Stated exercise: Copy the lines below, putting "Region" in place of every "Box" and changing nothing else.

>>

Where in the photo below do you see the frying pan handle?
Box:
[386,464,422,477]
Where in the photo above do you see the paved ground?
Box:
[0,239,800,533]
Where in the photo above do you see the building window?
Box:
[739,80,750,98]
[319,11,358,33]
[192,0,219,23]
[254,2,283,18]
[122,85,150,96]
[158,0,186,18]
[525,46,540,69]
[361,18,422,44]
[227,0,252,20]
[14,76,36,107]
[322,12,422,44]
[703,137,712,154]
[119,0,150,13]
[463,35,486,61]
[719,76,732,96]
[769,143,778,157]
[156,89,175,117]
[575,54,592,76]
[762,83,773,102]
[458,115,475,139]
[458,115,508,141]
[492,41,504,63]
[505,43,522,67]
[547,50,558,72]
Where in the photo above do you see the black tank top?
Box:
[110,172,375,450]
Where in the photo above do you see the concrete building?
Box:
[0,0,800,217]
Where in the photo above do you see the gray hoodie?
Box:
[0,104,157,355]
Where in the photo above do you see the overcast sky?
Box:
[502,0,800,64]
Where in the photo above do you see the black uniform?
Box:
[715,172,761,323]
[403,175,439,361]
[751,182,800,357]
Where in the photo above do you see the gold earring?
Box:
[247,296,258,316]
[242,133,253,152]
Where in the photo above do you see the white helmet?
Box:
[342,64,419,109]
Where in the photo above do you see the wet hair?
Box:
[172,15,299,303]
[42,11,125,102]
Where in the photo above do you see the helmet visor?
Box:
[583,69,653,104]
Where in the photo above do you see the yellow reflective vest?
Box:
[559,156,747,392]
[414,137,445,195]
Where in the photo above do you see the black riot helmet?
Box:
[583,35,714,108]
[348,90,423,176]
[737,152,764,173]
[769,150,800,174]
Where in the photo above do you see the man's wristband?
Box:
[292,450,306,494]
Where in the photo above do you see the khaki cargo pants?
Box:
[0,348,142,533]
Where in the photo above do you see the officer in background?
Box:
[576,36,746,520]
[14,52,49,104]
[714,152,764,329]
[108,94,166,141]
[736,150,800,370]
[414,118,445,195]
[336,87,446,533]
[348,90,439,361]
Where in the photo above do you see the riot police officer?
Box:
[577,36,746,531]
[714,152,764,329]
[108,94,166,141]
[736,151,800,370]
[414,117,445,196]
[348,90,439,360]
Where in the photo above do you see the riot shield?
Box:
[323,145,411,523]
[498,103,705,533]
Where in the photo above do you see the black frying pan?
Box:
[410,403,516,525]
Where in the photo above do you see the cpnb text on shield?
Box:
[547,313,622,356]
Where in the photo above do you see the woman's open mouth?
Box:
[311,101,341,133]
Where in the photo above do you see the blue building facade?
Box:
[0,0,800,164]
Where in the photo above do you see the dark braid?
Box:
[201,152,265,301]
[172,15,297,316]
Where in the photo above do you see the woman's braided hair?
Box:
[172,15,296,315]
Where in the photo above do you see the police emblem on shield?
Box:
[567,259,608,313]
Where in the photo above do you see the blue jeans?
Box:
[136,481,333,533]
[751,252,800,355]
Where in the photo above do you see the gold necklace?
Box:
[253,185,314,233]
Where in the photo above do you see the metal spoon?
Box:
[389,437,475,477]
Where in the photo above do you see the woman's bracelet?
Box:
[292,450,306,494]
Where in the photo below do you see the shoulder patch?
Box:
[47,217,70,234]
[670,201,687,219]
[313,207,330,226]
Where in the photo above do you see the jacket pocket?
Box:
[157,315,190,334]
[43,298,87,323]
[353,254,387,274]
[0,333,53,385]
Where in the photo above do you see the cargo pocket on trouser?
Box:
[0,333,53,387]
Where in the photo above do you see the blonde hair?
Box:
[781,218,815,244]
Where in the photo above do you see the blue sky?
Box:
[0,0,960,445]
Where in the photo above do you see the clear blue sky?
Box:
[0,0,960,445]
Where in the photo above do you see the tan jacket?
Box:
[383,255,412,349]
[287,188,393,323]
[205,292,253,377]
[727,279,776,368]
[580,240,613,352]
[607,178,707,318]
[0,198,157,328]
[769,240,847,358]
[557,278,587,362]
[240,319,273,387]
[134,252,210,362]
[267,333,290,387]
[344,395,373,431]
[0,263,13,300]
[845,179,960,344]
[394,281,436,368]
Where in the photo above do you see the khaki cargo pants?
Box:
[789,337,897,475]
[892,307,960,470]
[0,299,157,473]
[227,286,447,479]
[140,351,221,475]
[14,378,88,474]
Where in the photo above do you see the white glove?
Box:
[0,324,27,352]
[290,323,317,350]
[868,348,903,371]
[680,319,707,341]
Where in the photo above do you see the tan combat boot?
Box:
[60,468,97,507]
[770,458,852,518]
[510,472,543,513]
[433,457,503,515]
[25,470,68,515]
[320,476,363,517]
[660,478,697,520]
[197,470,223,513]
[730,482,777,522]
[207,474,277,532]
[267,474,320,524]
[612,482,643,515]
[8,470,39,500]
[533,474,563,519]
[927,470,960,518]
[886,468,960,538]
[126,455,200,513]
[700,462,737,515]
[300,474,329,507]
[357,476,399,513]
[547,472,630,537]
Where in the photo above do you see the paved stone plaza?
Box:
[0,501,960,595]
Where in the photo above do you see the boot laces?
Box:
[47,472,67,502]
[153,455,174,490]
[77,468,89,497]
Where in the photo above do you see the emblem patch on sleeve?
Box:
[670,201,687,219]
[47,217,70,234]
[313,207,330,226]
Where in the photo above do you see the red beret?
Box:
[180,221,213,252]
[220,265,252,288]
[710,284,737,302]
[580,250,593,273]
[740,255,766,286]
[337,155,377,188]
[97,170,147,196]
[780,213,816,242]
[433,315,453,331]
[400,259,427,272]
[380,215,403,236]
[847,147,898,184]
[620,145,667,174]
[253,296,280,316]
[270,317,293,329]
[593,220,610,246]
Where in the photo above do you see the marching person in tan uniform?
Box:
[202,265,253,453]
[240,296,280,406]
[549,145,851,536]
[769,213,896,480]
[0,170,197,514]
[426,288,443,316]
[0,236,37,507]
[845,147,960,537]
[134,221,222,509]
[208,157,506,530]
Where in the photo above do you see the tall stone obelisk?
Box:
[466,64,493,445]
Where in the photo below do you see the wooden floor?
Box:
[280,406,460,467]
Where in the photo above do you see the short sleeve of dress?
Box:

<<

Solution to this problem:
Where in the photo below do you see the frying pan handle?
Region:
[386,464,422,477]
Where in the photo above do you see the paved ground?
Region:
[0,239,800,533]
Where in the photo above do you see the building window?
Region:
[739,80,750,98]
[319,11,358,33]
[192,0,219,23]
[254,2,283,18]
[122,85,150,96]
[158,0,186,18]
[525,46,540,69]
[361,18,422,44]
[227,0,252,20]
[14,76,36,107]
[322,12,422,44]
[703,137,712,154]
[119,0,150,13]
[463,35,486,61]
[719,76,732,96]
[769,143,778,157]
[156,89,175,117]
[575,54,592,76]
[762,83,773,102]
[458,115,475,139]
[458,115,508,141]
[492,41,504,63]
[505,43,522,67]
[547,50,558,72]
Where in the photo above do you see the black tank top?
Region:
[110,172,375,450]
Where in the photo above do you see the concrete building?
Region:
[0,0,800,217]
Where in the photo above do you see the gray hoodie?
Region:
[0,104,157,355]
Where in the photo above do you see the overcast sky?
Region:
[502,0,800,64]
Where in the photo above do you see the black uniform?
Region:
[715,172,761,323]
[403,175,439,361]
[751,182,800,357]
Where in the photo above do you see the gold earring?
Region:
[247,296,258,316]
[242,133,253,152]
Where in the photo above do you see the white helmet?
Region:
[342,64,419,109]
Where in the photo above do you see the wet hair?
Region:
[172,15,299,303]
[42,11,125,102]
Where in the photo above do you see the helmet visor?
Region:
[583,69,653,104]
Where in the photo above do you see the yellow reflective vest?
Region:
[559,156,747,392]
[414,137,445,195]
Where in the photo above do you see the black riot helmet?
Region:
[583,35,714,108]
[348,90,423,176]
[737,152,764,173]
[769,150,800,174]
Where in the photo above do you see the man's wristband?
Region:
[292,450,306,494]
Where in the photo above do you see the khaki cargo pants?
Region:
[0,348,142,533]
Where in the photo above do you see the officer in background?
Region:
[576,36,746,520]
[14,52,49,104]
[714,152,764,329]
[108,94,166,141]
[736,150,800,370]
[414,118,445,195]
[336,87,446,533]
[348,90,439,361]
Where in the photo above do you see the riot police officer?
Region:
[577,36,746,531]
[714,152,764,329]
[108,94,166,141]
[736,151,800,370]
[414,117,445,196]
[348,90,439,360]
Where in the photo above do you see the riot shield?
Region:
[323,145,411,523]
[498,103,705,533]
Where in the photo above do you see the black frying pan?
Region:
[410,403,516,525]
Where in the photo above do you see the cpnb text on shield?
Region:
[547,313,622,356]
Where in the photo above do you see the woman's open mouth?
Region:
[311,101,341,133]
Where in the photo above do you see the blue building facade?
Region:
[0,0,800,164]
Where in the photo above do you see the dark braid?
Region:
[201,152,265,301]
[172,15,297,316]
Where in the photo above do you see the woman's braided hair?
Region:
[172,15,296,315]
Where in the photo above do you see the police emblem on shield?
Region:
[567,259,608,313]
Where in the photo above do you see the blue jeans?
Region:
[136,481,333,533]
[751,252,800,355]
Where in the photo above do you see the gold necklace?
Region:
[253,185,314,233]
Where in the photo above do you see the metal spoon?
Region:
[389,437,475,477]
Where in the photo above do you see the woman's bracelet?
Region:
[292,450,306,494]
Where in the photo below do you see the shoulder patch?
Region:
[47,217,70,234]
[670,201,687,219]
[313,207,330,226]
Where in the photo above do you see the jacket pocket?
Region:
[157,315,190,334]
[43,298,87,323]
[353,254,387,274]
[0,333,53,385]
Where in the photo above do you see the cargo pocket on trouser?
Region:
[0,333,53,387]
Where in the photo above do you see the blonde hair?
Region:
[781,218,815,244]
Where in the photo above do you see the blue sky?
Region:
[0,0,960,445]
Where in the photo above do you see the clear blue sky?
Region:
[0,0,960,445]
Where in the photo above do you see the tan jacket?
Region:
[383,255,412,349]
[287,188,393,323]
[205,292,253,377]
[727,279,776,368]
[580,240,613,352]
[607,178,707,318]
[0,198,157,328]
[769,240,847,358]
[557,278,587,362]
[240,319,273,387]
[134,252,210,362]
[267,333,290,387]
[344,395,373,431]
[0,263,13,300]
[845,179,960,344]
[394,281,436,368]
Where in the photo above do you see the khaki cargo pants?
Region:
[789,337,897,475]
[892,307,960,470]
[0,299,157,473]
[227,286,447,479]
[140,351,221,475]
[14,378,88,474]
Where in the photo above do you see the white glove?
Region:
[0,324,27,352]
[290,323,317,350]
[868,348,903,371]
[680,319,707,341]
Where in the photo above do you see the tan combat boot?
Region:
[60,468,97,507]
[770,458,852,518]
[510,472,543,513]
[433,457,503,515]
[25,470,68,515]
[320,476,363,517]
[660,478,697,520]
[197,470,223,513]
[730,482,777,522]
[207,474,277,532]
[267,474,320,524]
[612,482,643,515]
[8,470,39,500]
[533,474,563,519]
[927,470,960,518]
[886,468,960,538]
[126,455,200,513]
[700,462,737,515]
[300,474,329,507]
[357,476,399,513]
[547,472,630,537]
Where in the photo above do you see the paved stone plaza?
Region:
[0,501,960,595]
Where in the photo above do you see the boot laces?
Region:
[47,472,67,502]
[153,455,174,490]
[77,468,89,497]
Where in the photo above do you see the emblem patch on sleeve?
Region:
[670,201,687,219]
[47,217,70,234]
[313,207,330,226]
Where in the photo above do you see the red beret?
Region:
[180,221,213,252]
[220,265,252,288]
[710,284,737,302]
[580,250,593,273]
[740,255,766,286]
[337,155,377,188]
[97,170,147,196]
[780,213,816,242]
[433,315,453,331]
[400,259,427,272]
[380,215,403,236]
[847,147,898,184]
[620,145,667,174]
[253,296,280,316]
[270,317,293,329]
[593,220,610,246]
Where in the photo above do you see the marching person in tan uniform?
Region:
[202,265,253,453]
[240,296,280,406]
[549,145,851,536]
[769,213,896,480]
[0,170,197,514]
[426,288,443,316]
[0,236,37,507]
[845,147,960,537]
[134,221,222,509]
[208,157,506,530]
Where in the photo above do you see the tall stone obelisk?
Region:
[466,64,493,445]
Where in the photo below do you see the wooden floor?
Region:
[280,406,460,467]
Where in the photo above do you see the short sleeve of dress?
Region:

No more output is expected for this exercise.